Test platform:

  • Azure VM | Standard NC24_Promo (24 vcpus, 220 GiB memory)
  • 4 x Tesla K80, which has compute capability 3.7. You can find out what card you got via lshw -C display; you can find out the compute capability of your card here.
  • Linux (ubuntu 18.04)

1. Install prerequisites

build essentials (gcc, make, ...), cmake, libelf.

cd $HOME
sudo apt update
sudo apt install build-essential
sudo snap install cmake --classic
sudo apt install -y libelf-dev libffi-dev
sudo apt install -y pkg-config
sudo apt install libnuma-dev

2. Install CUDA 10.1

(recall: this is for an Ubuntu 18.04 machine)

sudo dpkg -i cuda-repo-ubuntu1804-10-1-local-10.1.105-418.39_1.0-1_amd64.deb
sudo apt-key add /var/cuda-repo-10-1-local-10.1.105-418.39/
sudo apt update
sudo apt install cuda


rm cuda-repo-ubuntu1804-10-1-local-10.1.105-418.39_1.0-1_amd64.deb
export PATH=/usr/local/cuda-10.1/bin:$PATH
export LD_LIBRARY_PATH=/usr/local/cuda-10.1/lib64:$LD_LIBRARY_PATH

If everything went right, you should see something like

$ nvcc --version
nvcc: NVIDIA (R) Cuda compiler driver
Copyright (c) 2005-2019 NVIDIA Corporation
Built on Fri_Feb__8_19:08:17_PST_2019
Cuda compilation tools, release 10.1, V10.1.105

3. Install LLVM 11:

git clone
cd llvm-project
git checkout 3d9bb031d13c884122a5da456659e47dd52ec1f7
cd ..

Entries from a pointing dataset
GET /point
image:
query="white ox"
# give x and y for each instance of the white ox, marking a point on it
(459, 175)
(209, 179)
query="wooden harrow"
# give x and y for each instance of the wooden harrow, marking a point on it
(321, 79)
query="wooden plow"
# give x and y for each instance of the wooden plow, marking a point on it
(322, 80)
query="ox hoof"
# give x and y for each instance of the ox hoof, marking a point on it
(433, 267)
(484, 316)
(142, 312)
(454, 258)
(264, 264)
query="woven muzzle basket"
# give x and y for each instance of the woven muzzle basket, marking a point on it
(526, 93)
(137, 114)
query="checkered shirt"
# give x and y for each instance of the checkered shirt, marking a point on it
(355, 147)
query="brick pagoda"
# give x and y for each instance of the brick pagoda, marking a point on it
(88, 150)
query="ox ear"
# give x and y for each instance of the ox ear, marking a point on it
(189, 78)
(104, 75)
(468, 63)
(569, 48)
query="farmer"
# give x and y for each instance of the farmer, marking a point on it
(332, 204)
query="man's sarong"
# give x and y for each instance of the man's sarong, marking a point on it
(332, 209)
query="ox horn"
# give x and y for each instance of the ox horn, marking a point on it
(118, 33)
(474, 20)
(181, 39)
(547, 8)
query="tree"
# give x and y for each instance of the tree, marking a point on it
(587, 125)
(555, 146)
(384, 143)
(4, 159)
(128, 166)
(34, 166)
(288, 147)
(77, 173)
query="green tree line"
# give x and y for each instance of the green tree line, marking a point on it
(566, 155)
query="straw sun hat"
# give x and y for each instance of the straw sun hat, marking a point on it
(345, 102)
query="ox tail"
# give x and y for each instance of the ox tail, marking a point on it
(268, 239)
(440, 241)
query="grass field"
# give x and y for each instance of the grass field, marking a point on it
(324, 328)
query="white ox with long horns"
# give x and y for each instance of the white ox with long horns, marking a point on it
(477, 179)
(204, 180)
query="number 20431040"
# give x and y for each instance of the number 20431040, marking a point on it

- **Exercise set**:
**1)** In step 1 of the CUDA and LLVM setup guide, list every package name that is installed with an apt install command.
**2)** Duplicate the part of the CUDA and LLVM setup guide between "build essentials (gcc, make, ...), cmake, libelf." and "Ubuntu 18.04 machine)", inclusive.

- **List of solutions**:
**1)** build-essential, libelf-dev, libffi-dev, pkg-config, libnuma-dev

**2)**
build essentials (gcc, make, ...), cmake, libelf.

cd $HOME
sudo apt update
sudo apt install build-essential
sudo snap install cmake --classic
sudo apt install -y libelf-dev libffi-dev
sudo apt install -y pkg-config
sudo apt install libnuma-dev

2. Install CUDA 10.1

(recall: this is for an Ubuntu 18.04 machine)